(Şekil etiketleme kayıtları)
══════════════════════════════
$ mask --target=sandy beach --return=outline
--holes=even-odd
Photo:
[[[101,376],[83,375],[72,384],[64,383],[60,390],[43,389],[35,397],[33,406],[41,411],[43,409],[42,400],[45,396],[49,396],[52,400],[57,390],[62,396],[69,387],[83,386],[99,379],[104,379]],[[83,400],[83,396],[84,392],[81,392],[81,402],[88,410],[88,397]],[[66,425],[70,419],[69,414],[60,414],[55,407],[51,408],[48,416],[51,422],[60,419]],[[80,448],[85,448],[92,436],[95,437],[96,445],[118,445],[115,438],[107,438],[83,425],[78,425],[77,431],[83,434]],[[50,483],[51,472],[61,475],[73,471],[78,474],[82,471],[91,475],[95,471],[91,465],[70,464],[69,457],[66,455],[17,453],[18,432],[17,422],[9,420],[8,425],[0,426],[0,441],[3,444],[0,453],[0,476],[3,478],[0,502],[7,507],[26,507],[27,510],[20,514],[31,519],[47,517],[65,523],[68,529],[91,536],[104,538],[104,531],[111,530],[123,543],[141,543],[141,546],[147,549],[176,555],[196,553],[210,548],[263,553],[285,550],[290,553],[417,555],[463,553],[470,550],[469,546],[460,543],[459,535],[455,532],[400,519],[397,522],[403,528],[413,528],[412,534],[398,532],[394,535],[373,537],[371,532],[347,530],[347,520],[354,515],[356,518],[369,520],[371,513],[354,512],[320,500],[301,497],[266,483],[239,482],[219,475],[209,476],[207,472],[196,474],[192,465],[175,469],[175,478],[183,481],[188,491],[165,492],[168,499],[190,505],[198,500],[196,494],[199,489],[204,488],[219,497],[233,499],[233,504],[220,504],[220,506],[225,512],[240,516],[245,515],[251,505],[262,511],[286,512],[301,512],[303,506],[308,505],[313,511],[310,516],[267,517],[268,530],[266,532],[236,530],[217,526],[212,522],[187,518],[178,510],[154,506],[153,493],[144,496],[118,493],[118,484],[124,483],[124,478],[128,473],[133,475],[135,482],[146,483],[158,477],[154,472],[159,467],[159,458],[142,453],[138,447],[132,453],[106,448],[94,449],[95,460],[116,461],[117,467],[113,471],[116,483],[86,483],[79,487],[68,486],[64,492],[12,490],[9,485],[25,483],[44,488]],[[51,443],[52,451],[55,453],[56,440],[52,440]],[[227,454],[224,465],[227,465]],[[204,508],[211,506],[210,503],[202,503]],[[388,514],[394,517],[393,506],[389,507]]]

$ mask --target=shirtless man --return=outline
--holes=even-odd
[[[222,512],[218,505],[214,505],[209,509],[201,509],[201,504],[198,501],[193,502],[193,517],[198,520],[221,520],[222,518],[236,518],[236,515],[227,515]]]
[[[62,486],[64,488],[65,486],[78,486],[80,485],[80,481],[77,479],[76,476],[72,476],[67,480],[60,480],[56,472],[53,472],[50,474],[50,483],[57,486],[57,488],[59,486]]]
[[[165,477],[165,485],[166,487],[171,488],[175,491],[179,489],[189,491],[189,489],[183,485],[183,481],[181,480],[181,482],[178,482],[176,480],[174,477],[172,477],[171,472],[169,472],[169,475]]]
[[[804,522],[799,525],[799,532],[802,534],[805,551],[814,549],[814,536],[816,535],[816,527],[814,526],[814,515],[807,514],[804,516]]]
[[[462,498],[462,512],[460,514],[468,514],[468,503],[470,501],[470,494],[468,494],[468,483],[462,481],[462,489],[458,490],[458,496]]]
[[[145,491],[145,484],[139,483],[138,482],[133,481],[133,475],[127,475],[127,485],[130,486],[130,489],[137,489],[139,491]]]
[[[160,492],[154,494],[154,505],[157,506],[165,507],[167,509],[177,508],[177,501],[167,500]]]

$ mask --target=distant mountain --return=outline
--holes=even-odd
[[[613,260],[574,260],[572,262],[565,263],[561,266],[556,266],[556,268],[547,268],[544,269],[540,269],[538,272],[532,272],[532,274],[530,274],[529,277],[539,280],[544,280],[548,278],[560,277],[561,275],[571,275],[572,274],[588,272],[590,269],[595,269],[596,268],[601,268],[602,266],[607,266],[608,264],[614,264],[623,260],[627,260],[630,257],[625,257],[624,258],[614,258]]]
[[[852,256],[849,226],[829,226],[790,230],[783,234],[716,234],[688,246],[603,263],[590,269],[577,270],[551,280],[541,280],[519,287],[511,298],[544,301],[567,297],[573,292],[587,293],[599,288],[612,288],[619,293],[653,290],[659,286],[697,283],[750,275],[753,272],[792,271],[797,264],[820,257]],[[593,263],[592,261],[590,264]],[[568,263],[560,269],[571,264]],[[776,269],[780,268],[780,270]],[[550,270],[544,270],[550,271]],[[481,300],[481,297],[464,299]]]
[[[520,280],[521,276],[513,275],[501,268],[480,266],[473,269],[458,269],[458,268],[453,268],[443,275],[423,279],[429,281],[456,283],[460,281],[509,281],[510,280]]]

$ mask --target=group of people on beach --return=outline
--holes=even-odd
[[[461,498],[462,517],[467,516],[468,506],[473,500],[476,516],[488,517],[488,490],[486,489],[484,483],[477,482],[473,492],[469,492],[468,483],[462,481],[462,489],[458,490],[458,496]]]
══════════════════════════════
→ **Yapılacak iş**: Yukarıdaki satırların tamamını hiçbir değişiklik yapmadan yeniden yazın.

→ **Alıştırma çıktısı**:
$ mask --target=sandy beach --return=outline
--holes=even-odd
Photo:
[[[101,376],[83,375],[72,384],[64,383],[60,390],[43,389],[35,397],[33,406],[41,411],[43,409],[42,400],[45,396],[49,396],[52,400],[57,390],[62,396],[69,387],[83,386],[99,379],[104,379]],[[83,400],[83,396],[84,392],[81,392],[81,402],[88,410],[88,397]],[[66,425],[70,419],[69,414],[60,414],[55,407],[51,408],[48,416],[51,422],[60,419]],[[80,448],[85,448],[92,436],[95,437],[96,445],[118,445],[115,438],[107,438],[83,425],[78,425],[77,431],[83,434]],[[50,483],[51,472],[61,475],[73,471],[78,474],[82,471],[91,475],[95,471],[91,465],[70,464],[69,457],[66,455],[17,453],[18,432],[17,422],[9,420],[8,425],[0,426],[0,441],[3,444],[0,453],[0,476],[3,478],[0,502],[7,507],[26,507],[27,510],[20,514],[31,519],[47,517],[65,523],[68,529],[91,536],[104,538],[104,531],[111,530],[123,543],[141,543],[141,546],[147,549],[176,555],[196,553],[210,548],[263,553],[285,550],[290,553],[417,555],[463,553],[470,550],[469,546],[460,543],[459,535],[455,532],[400,519],[397,522],[403,528],[413,528],[412,534],[398,532],[394,535],[373,537],[371,532],[347,530],[347,520],[354,515],[356,518],[369,520],[371,513],[354,512],[320,500],[301,497],[266,483],[239,482],[219,475],[209,476],[207,472],[196,474],[192,465],[175,469],[175,478],[183,481],[188,491],[165,492],[168,499],[190,505],[198,500],[196,494],[199,489],[204,488],[219,497],[233,499],[233,504],[220,504],[220,506],[225,512],[240,516],[245,515],[251,505],[262,511],[286,512],[301,512],[303,506],[308,505],[313,511],[310,516],[267,517],[268,530],[266,532],[236,530],[217,526],[212,522],[187,518],[178,510],[154,506],[153,493],[144,496],[118,493],[118,484],[124,483],[124,478],[128,473],[133,475],[135,482],[146,483],[158,477],[154,472],[159,467],[159,458],[142,453],[138,447],[132,453],[106,448],[94,449],[95,460],[116,461],[117,467],[113,471],[116,483],[86,483],[79,487],[68,486],[64,492],[12,490],[9,485],[25,483],[44,488]],[[51,443],[52,451],[55,453],[56,440],[52,440]],[[227,454],[224,465],[227,465]],[[204,508],[211,506],[210,503],[202,503]],[[388,514],[394,517],[393,506],[389,507]]]

$ mask --target=shirtless man --return=outline
--holes=even-odd
[[[222,512],[218,505],[214,505],[209,509],[201,509],[201,504],[198,501],[193,502],[193,517],[198,520],[221,520],[222,518],[236,518],[236,515],[227,515]]]
[[[62,486],[64,488],[65,486],[78,486],[80,485],[80,481],[77,479],[76,476],[72,476],[67,480],[60,480],[56,472],[53,472],[50,474],[50,483],[57,486],[57,488],[59,486]]]
[[[165,477],[165,485],[166,487],[171,488],[175,491],[179,489],[189,491],[189,489],[183,485],[183,481],[181,480],[181,482],[178,482],[176,480],[174,477],[172,477],[171,472],[169,472],[169,475]]]
[[[804,522],[799,525],[799,532],[802,534],[805,551],[814,549],[814,536],[816,535],[816,527],[814,526],[814,515],[807,514],[804,516]]]
[[[462,498],[462,512],[460,514],[468,514],[468,503],[470,501],[470,494],[468,494],[468,483],[462,481],[462,489],[458,490],[458,496]]]
[[[145,491],[145,484],[139,483],[138,482],[133,481],[133,475],[127,475],[127,485],[130,486],[130,489],[137,489],[139,491]]]
[[[160,492],[154,494],[154,505],[157,506],[165,507],[167,509],[177,508],[177,501],[167,500]]]

$ mask --target=distant mountain --return=outline
--holes=even-odd
[[[613,260],[574,260],[572,262],[565,263],[561,266],[556,266],[556,268],[547,268],[544,269],[540,269],[538,272],[532,272],[532,274],[530,274],[529,277],[539,280],[544,280],[548,278],[560,277],[561,275],[571,275],[572,274],[588,272],[590,269],[595,269],[596,268],[601,268],[602,266],[607,266],[608,264],[614,264],[623,260],[627,260],[630,257],[625,257],[624,258],[614,258]]]
[[[852,256],[849,226],[829,226],[790,230],[783,234],[716,234],[688,246],[603,263],[590,269],[577,270],[551,280],[541,280],[519,287],[511,298],[544,301],[567,297],[573,292],[587,293],[599,288],[612,288],[619,293],[653,290],[659,286],[697,283],[750,275],[753,272],[792,271],[797,264],[820,257]],[[593,263],[592,261],[590,264]],[[568,263],[560,269],[571,264]],[[776,269],[780,268],[780,270]],[[550,270],[544,270],[550,271]],[[481,300],[481,297],[464,299]]]
[[[520,280],[521,276],[513,275],[501,268],[480,266],[473,269],[458,269],[458,268],[453,268],[443,275],[423,279],[429,281],[456,283],[460,281],[509,281],[510,280]]]

$ mask --target=group of people on beach --return=outline
--holes=even-odd
[[[461,498],[462,517],[467,516],[468,506],[473,500],[476,516],[488,517],[488,490],[486,489],[484,483],[477,482],[473,492],[469,492],[468,483],[462,481],[462,489],[458,490],[458,496]]]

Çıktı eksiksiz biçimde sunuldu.